» Excerpt provided:
LAKE BUENA VISTA, Fla. -- The Braves get their star closer back today.
John Rocker, as gifted a relief pitcher as there is in baseball, was on his way to Braves camp Wednesday.
So why weren't his teammates celebrating? Or at the very least, why weren't they applauding the decision that returned their closer to them a lot sooner than anyone expected?
Could it be because many or most Braves don't want Rocker here now? Could it be because they have as much taste as as they have talent?
When Rocker gets to camp, he'll have to show a lot more than a mitt-popping fastball and sharp breaking pitches. He needs to show his teammates a couple things he has not demonstrated publicly to date: remorse and contrition.

» Records:

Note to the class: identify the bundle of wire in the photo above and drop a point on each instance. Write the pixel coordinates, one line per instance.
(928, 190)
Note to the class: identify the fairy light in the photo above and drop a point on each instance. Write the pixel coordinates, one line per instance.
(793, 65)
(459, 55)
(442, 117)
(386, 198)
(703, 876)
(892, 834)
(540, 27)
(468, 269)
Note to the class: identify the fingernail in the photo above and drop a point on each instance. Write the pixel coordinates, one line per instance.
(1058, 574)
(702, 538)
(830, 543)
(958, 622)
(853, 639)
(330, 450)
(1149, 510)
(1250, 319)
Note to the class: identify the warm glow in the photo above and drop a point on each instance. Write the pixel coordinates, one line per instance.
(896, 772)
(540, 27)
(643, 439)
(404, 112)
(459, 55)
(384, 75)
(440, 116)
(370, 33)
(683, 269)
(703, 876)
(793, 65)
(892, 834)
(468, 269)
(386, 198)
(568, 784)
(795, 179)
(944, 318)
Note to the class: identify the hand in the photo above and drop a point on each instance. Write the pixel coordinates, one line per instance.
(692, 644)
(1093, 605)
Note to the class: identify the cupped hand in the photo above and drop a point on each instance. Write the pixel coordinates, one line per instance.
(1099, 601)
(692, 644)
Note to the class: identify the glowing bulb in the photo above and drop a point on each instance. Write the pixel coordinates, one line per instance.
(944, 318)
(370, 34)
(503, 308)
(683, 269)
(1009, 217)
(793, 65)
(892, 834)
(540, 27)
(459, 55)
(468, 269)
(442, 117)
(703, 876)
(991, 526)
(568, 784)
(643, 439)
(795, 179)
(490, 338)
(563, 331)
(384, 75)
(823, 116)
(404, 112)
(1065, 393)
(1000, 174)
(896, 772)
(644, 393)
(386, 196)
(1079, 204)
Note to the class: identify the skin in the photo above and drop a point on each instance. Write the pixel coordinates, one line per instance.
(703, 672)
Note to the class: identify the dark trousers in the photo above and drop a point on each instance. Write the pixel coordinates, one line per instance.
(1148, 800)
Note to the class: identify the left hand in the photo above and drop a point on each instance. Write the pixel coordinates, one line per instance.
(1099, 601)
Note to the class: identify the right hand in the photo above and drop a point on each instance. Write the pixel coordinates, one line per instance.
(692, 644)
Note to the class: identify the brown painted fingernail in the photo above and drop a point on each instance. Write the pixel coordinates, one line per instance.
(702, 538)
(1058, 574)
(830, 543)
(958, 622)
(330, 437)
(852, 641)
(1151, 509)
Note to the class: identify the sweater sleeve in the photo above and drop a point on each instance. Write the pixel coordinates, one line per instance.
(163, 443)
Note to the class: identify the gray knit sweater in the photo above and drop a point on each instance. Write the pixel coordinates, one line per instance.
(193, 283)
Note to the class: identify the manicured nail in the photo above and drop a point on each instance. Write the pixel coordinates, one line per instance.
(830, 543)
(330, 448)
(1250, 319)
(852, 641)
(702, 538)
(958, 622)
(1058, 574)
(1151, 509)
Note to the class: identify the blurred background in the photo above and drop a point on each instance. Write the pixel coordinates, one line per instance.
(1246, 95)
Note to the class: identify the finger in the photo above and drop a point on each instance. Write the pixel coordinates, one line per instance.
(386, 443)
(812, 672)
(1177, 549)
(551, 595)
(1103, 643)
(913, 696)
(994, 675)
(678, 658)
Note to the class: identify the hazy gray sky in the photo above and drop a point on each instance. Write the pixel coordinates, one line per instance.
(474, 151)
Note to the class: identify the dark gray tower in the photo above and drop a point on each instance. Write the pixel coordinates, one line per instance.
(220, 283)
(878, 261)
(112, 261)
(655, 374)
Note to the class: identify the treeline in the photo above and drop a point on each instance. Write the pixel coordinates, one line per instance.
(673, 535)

» Task goal: Continue the article about John Rocker's return to the Braves' camp, picking up right after its last sentence.

» Final result:
Baseball's new arbitrator, Shyam Das, let Rocker off easy. Yet, it's no guarantee his teammates will do the same. One difference is that Das only knows Rocker from their hours together in a hearing room, where Rocker presumably behaved. Rocker's teammates had to live with him all last year. The experience didn't endear Rocker to them.
Braves players didn't go so far as to post a ''Stay Out'' sign in Rocker's locker Wednesday. But suffice it to say, he is returning as something far less than a hero. Rocker has a lot of explaining to do when he pulls into camp. Then he has some catching up to do. He's entering the game way behind, something he's unaccustomed to as a closer. ''We're going to see what he has to say. Then after that, we just need him to be quiet,'' catcher Eddie Perez said.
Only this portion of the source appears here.